_ITEMS_

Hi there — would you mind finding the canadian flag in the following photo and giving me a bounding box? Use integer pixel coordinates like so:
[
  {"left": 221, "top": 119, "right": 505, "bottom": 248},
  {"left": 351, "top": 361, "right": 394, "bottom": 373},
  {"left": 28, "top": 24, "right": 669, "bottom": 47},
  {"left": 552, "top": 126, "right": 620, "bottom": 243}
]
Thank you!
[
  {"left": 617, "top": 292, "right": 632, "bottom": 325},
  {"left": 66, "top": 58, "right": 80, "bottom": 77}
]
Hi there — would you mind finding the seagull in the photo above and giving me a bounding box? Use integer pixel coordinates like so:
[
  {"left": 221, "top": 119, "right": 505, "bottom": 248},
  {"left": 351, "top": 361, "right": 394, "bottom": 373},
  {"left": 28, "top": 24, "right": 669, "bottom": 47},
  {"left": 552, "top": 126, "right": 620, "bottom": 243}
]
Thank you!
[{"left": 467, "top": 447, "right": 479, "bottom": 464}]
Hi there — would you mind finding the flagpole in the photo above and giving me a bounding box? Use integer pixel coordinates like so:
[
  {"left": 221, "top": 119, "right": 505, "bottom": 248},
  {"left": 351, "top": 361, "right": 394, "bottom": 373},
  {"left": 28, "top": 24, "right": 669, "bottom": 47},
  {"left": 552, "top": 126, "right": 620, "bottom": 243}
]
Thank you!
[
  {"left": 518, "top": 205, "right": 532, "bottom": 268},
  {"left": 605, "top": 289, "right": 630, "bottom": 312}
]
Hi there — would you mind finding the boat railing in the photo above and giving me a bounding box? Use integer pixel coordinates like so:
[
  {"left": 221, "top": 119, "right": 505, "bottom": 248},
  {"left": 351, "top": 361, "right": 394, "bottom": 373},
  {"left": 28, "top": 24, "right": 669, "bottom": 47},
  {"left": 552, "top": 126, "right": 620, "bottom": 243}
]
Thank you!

_WRITTEN REQUEST_
Recast every line of the records above as a JSON list of strings, with one string per line and blank lines left out.

_THE COMPLETED TASK_
[
  "Hi there — would you mind finding the canadian flag in the following photo and giving me a bounding box? Use integer pixel coordinates like so:",
  "[",
  "  {\"left\": 221, \"top\": 119, \"right\": 505, \"bottom\": 248},",
  "  {\"left\": 351, \"top\": 361, \"right\": 394, \"bottom\": 373},",
  "  {\"left\": 28, \"top\": 24, \"right\": 669, \"bottom\": 47},",
  "  {\"left\": 552, \"top\": 126, \"right\": 620, \"bottom\": 243}",
  "]",
  "Thank you!",
  "[",
  "  {\"left\": 617, \"top\": 292, \"right\": 632, \"bottom\": 325},",
  "  {\"left\": 66, \"top\": 58, \"right\": 80, \"bottom\": 77}",
  "]",
  "Hi there — would you mind finding the seagull in the photo above and giving me a bounding box? Use integer pixel coordinates like so:",
  "[",
  "  {\"left\": 221, \"top\": 119, \"right\": 505, \"bottom\": 248},",
  "  {\"left\": 351, \"top\": 361, \"right\": 394, \"bottom\": 373},",
  "  {\"left\": 28, \"top\": 24, \"right\": 669, \"bottom\": 47},",
  "  {\"left\": 552, \"top\": 126, \"right\": 620, \"bottom\": 243}",
  "]",
  "Thank you!",
  "[{\"left\": 467, \"top\": 447, \"right\": 479, \"bottom\": 464}]",
  "Hi there — would you mind finding the flagpole in the photo above and giving me a bounding box? Use integer pixel coordinates like so:",
  "[",
  "  {\"left\": 221, \"top\": 119, \"right\": 505, \"bottom\": 248},",
  "  {\"left\": 351, \"top\": 361, \"right\": 394, \"bottom\": 373},",
  "  {\"left\": 28, \"top\": 24, \"right\": 669, \"bottom\": 47},",
  "  {\"left\": 552, \"top\": 126, \"right\": 620, \"bottom\": 243}",
  "]",
  "Thank you!",
  "[",
  "  {\"left\": 518, \"top\": 205, \"right\": 532, \"bottom\": 268},",
  "  {\"left\": 605, \"top\": 289, \"right\": 630, \"bottom\": 312}",
  "]",
  "Hi there — would you mind finding the boat railing in the photo above and giving me a bounding box? Use integer pixel coordinates like so:",
  "[",
  "  {\"left\": 221, \"top\": 119, \"right\": 505, \"bottom\": 248},",
  "  {\"left\": 351, \"top\": 361, \"right\": 394, \"bottom\": 373},",
  "  {\"left\": 28, \"top\": 24, \"right\": 669, \"bottom\": 47},",
  "  {\"left\": 552, \"top\": 126, \"right\": 620, \"bottom\": 243}",
  "]",
  "Thank you!"
]